__EXPLORE THE MATERIAL__:
(A) Translate this sentence from the blog excerpt about raising a daughter after her diagnosis into Spanish: "Every year presents itself with new challenges and heartaches."
(B) From the blog excerpt about raising a daughter after her diagnosis, quote everything from "Now I will stop" down to "something like that.".

__EXERCISE TEXT__:
Now I will stop right here and say – if you are looking for the “feel good” story of the year – where the child recovers completely and is now in mainstream school….this might be the wrong blog for you to read. It is still a good story – just not the one where the kid plays piano in a concert hall or sings on a cute you-tube video or something like that.
Every year presents itself with new challenges and heartaches. She still struggles to talk – and when she does – only 15% is understandable…..even by me. She doesn’t notice people unless she knows them – and she has had trouble sleeping for the last 4 years. Some nights we only get 2 hours of sleep – if that.
We spend most of our money on therapies – food (a very clean diet) – and diapers. Yes – a 5 year old who isn’t potty trained. Not for lack of trying!
We spent the first 2 years after her diagnosis thinking that we could “cure” her. Exerting our will on her – flying across the country to see different doctors – spending thousands upon thousands of dollars for medical interventions and therapies.
When we had little or no results – we just blamed ourselves – each other and God. Speaking solely for myself – I was (and sometimes catch myself going there) – bitter – angry, cynical and jealous of people who had “typical” kids. Even jealous of people who had kids with Aspergers. Such a terrible way to live your life – and I do not recommend it.

Stored data entries
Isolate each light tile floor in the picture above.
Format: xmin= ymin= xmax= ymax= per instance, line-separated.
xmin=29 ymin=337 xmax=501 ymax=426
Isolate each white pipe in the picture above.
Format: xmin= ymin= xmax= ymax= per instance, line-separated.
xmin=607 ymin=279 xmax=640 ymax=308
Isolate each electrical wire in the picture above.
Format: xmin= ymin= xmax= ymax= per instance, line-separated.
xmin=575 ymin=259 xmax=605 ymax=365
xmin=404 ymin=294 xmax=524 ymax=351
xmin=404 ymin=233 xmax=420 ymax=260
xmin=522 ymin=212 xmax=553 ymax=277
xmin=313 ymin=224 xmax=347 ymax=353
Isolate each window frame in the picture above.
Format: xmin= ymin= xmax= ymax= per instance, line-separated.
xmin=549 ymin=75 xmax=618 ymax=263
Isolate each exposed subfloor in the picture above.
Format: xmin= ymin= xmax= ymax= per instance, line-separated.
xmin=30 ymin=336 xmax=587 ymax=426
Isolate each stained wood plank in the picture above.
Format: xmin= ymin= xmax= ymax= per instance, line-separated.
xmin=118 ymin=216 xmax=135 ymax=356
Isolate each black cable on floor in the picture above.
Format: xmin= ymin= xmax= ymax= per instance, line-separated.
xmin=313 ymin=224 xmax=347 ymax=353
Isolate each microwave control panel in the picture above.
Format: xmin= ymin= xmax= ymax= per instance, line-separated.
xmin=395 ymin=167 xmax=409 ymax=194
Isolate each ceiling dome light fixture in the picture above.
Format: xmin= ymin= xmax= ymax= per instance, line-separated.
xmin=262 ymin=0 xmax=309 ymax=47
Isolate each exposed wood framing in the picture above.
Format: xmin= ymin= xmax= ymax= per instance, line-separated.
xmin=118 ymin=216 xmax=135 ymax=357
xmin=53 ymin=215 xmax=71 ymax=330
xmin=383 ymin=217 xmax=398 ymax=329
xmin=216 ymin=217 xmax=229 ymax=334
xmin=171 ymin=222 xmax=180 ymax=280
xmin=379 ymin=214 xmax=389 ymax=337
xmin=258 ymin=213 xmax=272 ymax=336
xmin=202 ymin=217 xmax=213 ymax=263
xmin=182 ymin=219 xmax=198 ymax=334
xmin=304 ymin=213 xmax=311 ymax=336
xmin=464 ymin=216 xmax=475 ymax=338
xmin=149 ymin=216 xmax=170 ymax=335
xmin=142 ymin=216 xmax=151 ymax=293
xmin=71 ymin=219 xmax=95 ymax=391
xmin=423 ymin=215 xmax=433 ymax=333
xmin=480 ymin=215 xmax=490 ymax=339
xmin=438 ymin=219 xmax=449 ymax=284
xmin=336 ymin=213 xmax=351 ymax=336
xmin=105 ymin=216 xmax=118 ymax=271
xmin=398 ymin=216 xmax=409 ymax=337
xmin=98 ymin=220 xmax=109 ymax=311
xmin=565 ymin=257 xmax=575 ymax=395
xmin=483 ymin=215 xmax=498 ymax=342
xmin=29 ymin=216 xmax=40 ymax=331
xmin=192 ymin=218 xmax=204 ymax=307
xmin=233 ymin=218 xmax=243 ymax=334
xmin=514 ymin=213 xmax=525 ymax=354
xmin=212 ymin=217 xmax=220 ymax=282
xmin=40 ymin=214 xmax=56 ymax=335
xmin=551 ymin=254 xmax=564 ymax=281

__ACTIVITY ANSWERS__:
(A) Cada año se presenta con nuevos desafíos y sufrimientos.

(B)
Now I will stop right here and say – if you are looking for the “feel good” story of the year – where the child recovers completely and is now in mainstream school….this might be the wrong blog for you to read. It is still a good story – just not the one where the kid plays piano in a concert hall or sings on a cute you-tube video or something like that.